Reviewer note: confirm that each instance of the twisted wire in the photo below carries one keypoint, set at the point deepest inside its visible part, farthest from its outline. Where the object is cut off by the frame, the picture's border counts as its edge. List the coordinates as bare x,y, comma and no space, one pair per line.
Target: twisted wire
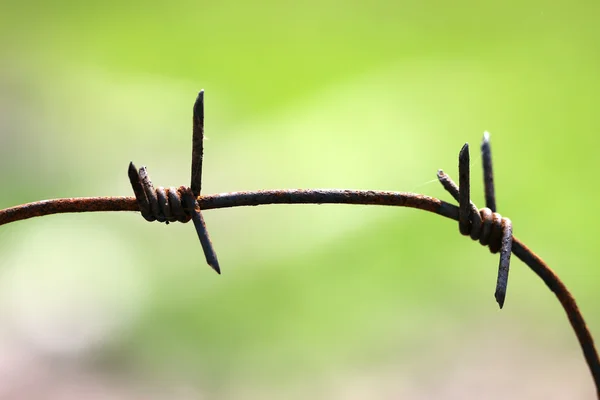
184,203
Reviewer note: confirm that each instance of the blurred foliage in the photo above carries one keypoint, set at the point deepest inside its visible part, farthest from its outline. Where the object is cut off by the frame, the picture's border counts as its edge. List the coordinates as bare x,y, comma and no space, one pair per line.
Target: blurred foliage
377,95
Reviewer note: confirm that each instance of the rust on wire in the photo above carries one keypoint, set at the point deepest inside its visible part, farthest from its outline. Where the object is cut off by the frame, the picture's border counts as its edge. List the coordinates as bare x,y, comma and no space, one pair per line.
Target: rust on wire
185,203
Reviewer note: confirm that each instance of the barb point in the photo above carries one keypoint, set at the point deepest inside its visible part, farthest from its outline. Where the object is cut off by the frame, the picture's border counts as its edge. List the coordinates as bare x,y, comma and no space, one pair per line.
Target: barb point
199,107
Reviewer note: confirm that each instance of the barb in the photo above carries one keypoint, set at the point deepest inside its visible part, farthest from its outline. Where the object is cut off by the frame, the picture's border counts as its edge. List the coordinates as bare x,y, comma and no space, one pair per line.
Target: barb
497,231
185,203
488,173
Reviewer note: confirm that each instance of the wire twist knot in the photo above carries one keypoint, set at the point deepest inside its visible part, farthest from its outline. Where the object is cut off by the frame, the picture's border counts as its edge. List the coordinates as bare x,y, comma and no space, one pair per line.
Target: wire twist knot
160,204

========

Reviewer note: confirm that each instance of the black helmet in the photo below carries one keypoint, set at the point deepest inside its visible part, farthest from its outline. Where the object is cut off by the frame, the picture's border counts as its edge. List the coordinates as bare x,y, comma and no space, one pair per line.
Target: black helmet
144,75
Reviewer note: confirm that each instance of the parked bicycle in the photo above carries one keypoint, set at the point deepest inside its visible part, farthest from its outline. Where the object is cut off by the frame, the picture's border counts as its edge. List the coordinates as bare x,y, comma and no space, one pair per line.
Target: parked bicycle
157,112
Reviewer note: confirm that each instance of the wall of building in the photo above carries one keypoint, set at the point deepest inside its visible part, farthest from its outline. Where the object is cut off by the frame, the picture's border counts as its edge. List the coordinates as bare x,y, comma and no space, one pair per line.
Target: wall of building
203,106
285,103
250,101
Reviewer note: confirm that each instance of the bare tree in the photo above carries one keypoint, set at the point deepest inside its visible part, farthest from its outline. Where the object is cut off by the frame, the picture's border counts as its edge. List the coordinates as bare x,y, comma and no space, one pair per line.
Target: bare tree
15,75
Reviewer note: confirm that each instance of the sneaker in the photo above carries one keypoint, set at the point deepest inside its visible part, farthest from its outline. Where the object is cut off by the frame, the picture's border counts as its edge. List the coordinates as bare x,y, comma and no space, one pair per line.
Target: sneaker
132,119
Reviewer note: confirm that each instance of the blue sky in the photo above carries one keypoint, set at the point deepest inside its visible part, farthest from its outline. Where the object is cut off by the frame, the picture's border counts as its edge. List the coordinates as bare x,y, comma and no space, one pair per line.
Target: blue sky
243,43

========

**INSTRUCTIONS TO FOLLOW:**
In the lines above, find each one with "below" and list it.

**RESULT:**
Reviewer note: confirm that each instance of the twisted wire in the photo below carries one keypoint, set at the point deepest inside its visible part, farthest from its outline. Where the object is cut off by the frame, the picture's border counts as its edge. List the coordinates as bare x,y, comma and no space, one pair per line.
Reviewer note: confirm that each instance of the black helmet in the photo below carries one keypoint, set at the point deepest inside its visible part, farthest from its outline. Where the object is cut off by the frame, the picture's border counts as its edge. List the coordinates as bare x,y, comma and no space, one pair per line.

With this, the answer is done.